AIM OF THE EXERCISE: Convert each of the following rows into a JSON array of strings with one string per line, omitting blank lines.

----------

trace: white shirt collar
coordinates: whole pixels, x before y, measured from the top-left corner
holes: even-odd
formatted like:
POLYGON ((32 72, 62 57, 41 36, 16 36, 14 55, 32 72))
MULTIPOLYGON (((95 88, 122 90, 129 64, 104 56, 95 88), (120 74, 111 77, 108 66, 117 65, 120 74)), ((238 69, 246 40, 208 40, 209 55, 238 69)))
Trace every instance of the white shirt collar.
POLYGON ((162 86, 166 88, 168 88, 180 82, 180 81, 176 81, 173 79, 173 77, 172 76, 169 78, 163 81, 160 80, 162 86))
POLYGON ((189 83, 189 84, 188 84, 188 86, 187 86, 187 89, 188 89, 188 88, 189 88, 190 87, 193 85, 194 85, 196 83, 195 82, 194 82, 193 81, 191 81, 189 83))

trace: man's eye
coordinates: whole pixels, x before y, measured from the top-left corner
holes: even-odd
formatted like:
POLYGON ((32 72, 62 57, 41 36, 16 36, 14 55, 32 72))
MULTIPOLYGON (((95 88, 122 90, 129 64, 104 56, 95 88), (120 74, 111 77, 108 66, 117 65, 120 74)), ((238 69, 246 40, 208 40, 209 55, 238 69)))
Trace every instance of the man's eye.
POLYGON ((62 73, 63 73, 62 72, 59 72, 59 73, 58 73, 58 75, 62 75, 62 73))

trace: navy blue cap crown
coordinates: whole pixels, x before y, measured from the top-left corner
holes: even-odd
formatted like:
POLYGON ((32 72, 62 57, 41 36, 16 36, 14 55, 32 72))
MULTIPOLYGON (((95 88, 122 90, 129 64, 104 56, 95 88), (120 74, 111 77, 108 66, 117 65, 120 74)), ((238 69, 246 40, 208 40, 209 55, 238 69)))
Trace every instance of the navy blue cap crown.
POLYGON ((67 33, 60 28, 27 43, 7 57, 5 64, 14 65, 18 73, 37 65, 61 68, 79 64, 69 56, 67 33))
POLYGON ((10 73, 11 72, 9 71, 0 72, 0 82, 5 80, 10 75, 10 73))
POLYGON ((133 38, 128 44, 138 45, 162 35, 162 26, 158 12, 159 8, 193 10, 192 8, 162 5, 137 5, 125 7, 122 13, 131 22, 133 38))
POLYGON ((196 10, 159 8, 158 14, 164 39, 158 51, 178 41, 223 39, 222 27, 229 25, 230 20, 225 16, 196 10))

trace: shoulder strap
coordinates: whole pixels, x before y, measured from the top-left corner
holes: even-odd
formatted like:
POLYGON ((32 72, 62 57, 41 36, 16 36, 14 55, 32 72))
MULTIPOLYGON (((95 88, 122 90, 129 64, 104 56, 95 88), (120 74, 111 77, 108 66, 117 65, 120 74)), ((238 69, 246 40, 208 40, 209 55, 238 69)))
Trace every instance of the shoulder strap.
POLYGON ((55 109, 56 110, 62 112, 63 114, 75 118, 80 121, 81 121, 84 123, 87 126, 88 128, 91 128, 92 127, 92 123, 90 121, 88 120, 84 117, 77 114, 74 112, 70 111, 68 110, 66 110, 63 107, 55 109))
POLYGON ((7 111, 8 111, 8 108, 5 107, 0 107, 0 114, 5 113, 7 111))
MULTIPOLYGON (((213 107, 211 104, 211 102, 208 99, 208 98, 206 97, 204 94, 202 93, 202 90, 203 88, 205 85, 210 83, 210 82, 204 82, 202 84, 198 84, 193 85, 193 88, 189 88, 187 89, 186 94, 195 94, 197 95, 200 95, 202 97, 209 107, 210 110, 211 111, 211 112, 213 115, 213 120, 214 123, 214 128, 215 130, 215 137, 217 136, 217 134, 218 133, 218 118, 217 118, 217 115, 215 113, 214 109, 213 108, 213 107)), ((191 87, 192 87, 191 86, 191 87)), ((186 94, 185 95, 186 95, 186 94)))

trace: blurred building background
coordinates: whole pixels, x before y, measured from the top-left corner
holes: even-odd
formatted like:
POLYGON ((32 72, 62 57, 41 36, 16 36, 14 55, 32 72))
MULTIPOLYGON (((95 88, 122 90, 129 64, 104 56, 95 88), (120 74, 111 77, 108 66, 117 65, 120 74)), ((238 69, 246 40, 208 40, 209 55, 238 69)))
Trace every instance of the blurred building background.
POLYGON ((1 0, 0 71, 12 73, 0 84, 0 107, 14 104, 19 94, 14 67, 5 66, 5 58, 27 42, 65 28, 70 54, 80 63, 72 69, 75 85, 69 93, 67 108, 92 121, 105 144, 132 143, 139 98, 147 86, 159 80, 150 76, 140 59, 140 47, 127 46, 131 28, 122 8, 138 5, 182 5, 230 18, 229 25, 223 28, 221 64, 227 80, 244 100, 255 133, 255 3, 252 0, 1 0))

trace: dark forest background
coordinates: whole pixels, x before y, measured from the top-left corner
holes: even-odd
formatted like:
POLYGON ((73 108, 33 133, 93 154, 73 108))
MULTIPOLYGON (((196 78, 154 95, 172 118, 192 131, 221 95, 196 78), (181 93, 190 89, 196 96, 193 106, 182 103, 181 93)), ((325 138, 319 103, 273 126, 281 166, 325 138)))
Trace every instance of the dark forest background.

----------

FULL OUTPUT:
[
  "trace: white shirt collar",
  "coordinates: whole pixels, x before y, measured from the top-left corner",
  "holes: even-odd",
  "formatted like:",
  "POLYGON ((32 72, 62 57, 41 36, 16 36, 14 55, 32 72))",
  "MULTIPOLYGON (((95 88, 122 90, 129 64, 104 56, 95 88), (120 74, 111 77, 108 66, 117 65, 120 74)), ((238 69, 246 40, 208 40, 209 55, 238 69)))",
  "Trace every instance of the white shirt collar.",
  "POLYGON ((162 86, 166 88, 168 88, 180 82, 180 81, 176 81, 173 79, 173 77, 172 76, 169 78, 163 81, 160 80, 162 86))",
  "POLYGON ((189 83, 189 84, 188 84, 188 86, 187 86, 187 89, 188 89, 188 88, 189 88, 190 87, 193 85, 194 85, 196 83, 195 82, 194 82, 193 81, 191 81, 189 83))",
  "trace: man's eye",
  "coordinates: whole pixels, x before y, measured from the top-left corner",
  "holes: even-odd",
  "formatted like:",
  "POLYGON ((32 72, 62 57, 41 36, 16 36, 14 55, 32 72))",
  "MULTIPOLYGON (((95 88, 122 90, 129 64, 104 56, 95 88), (120 74, 111 77, 108 66, 117 65, 120 74)), ((238 69, 246 40, 208 40, 209 55, 238 69)))",
  "Trace every instance of the man's eye.",
  "POLYGON ((62 73, 63 73, 62 72, 59 72, 59 73, 58 73, 58 75, 62 75, 62 73))",
  "trace: navy blue cap crown",
  "coordinates: whole pixels, x before y, measured from the top-left corner",
  "holes: even-odd",
  "formatted like:",
  "POLYGON ((32 72, 62 57, 41 36, 16 36, 14 55, 32 72))",
  "MULTIPOLYGON (((95 88, 122 90, 129 64, 104 56, 95 88), (120 74, 111 77, 108 66, 117 65, 120 74)), ((238 69, 246 40, 208 40, 209 55, 238 69)))",
  "Trace every instance of the navy blue cap crown.",
  "POLYGON ((67 33, 60 28, 27 43, 7 57, 5 64, 14 65, 18 73, 37 65, 61 68, 79 64, 69 56, 67 33))",
  "POLYGON ((10 73, 11 72, 9 71, 0 72, 0 82, 5 80, 10 75, 10 73))",
  "POLYGON ((133 38, 128 44, 138 45, 162 35, 162 26, 158 12, 159 8, 193 10, 192 8, 162 5, 137 5, 125 7, 122 13, 131 22, 133 38))",
  "POLYGON ((196 10, 159 8, 158 14, 164 39, 158 51, 178 41, 223 39, 222 27, 229 25, 230 20, 225 16, 196 10))",
  "trace: shoulder strap",
  "coordinates: whole pixels, x before y, measured from the top-left corner",
  "holes: even-odd",
  "formatted like:",
  "POLYGON ((32 72, 62 57, 41 36, 16 36, 14 55, 32 72))",
  "MULTIPOLYGON (((95 88, 122 90, 129 64, 104 56, 95 88), (120 74, 111 77, 108 66, 117 65, 120 74)), ((238 69, 246 40, 208 40, 209 55, 238 69)))",
  "Trace every instance of the shoulder strap.",
  "POLYGON ((55 109, 56 110, 62 112, 63 114, 75 118, 80 121, 81 121, 84 123, 87 126, 88 128, 91 128, 92 127, 92 123, 90 121, 88 120, 84 117, 77 114, 74 112, 70 111, 68 110, 66 110, 63 107, 55 109))",
  "POLYGON ((7 111, 8 111, 8 108, 5 107, 0 107, 0 114, 5 113, 7 111))",
  "MULTIPOLYGON (((213 107, 211 104, 211 102, 208 99, 208 98, 206 97, 204 94, 202 93, 202 90, 203 88, 205 85, 210 83, 210 82, 204 82, 202 84, 198 84, 193 85, 193 88, 189 88, 187 89, 186 94, 195 94, 197 95, 200 95, 202 97, 209 107, 210 110, 211 111, 211 112, 213 115, 213 120, 214 123, 214 128, 215 130, 215 137, 217 136, 217 134, 218 133, 218 118, 217 118, 217 115, 215 113, 214 109, 213 108, 213 107)), ((191 87, 192 87, 191 86, 191 87)), ((186 94, 185 95, 186 95, 186 94)))",
  "trace: blurred building background",
  "coordinates: whole pixels, x before y, measured from the top-left corner",
  "holes: even-odd",
  "formatted like:",
  "POLYGON ((32 72, 62 57, 41 36, 16 36, 14 55, 32 72))",
  "MULTIPOLYGON (((95 88, 122 90, 129 64, 104 56, 95 88), (120 74, 111 77, 108 66, 117 65, 120 74)), ((238 69, 246 40, 208 40, 209 55, 238 69)))",
  "Trace every instance of the blurred building background.",
  "POLYGON ((1 0, 0 71, 12 73, 0 84, 0 107, 14 104, 19 94, 14 67, 5 66, 5 58, 27 42, 65 28, 70 54, 80 63, 72 69, 75 85, 69 93, 67 108, 92 121, 105 144, 132 143, 139 98, 147 86, 159 80, 150 76, 140 59, 140 47, 127 46, 131 28, 122 8, 138 5, 182 5, 230 18, 229 25, 223 28, 221 64, 227 80, 244 100, 255 133, 255 3, 252 0, 1 0))",
  "trace: dark forest background",
  "coordinates: whole pixels, x before y, measured from the top-left corner",
  "holes: even-odd",
  "formatted like:",
  "POLYGON ((73 108, 33 133, 93 154, 73 108))",
  "MULTIPOLYGON (((196 78, 154 95, 172 118, 192 131, 221 95, 196 78), (181 93, 190 89, 196 96, 193 106, 182 103, 181 93)), ((325 138, 319 103, 273 126, 281 166, 325 138)))",
  "Trace every instance of the dark forest background."
]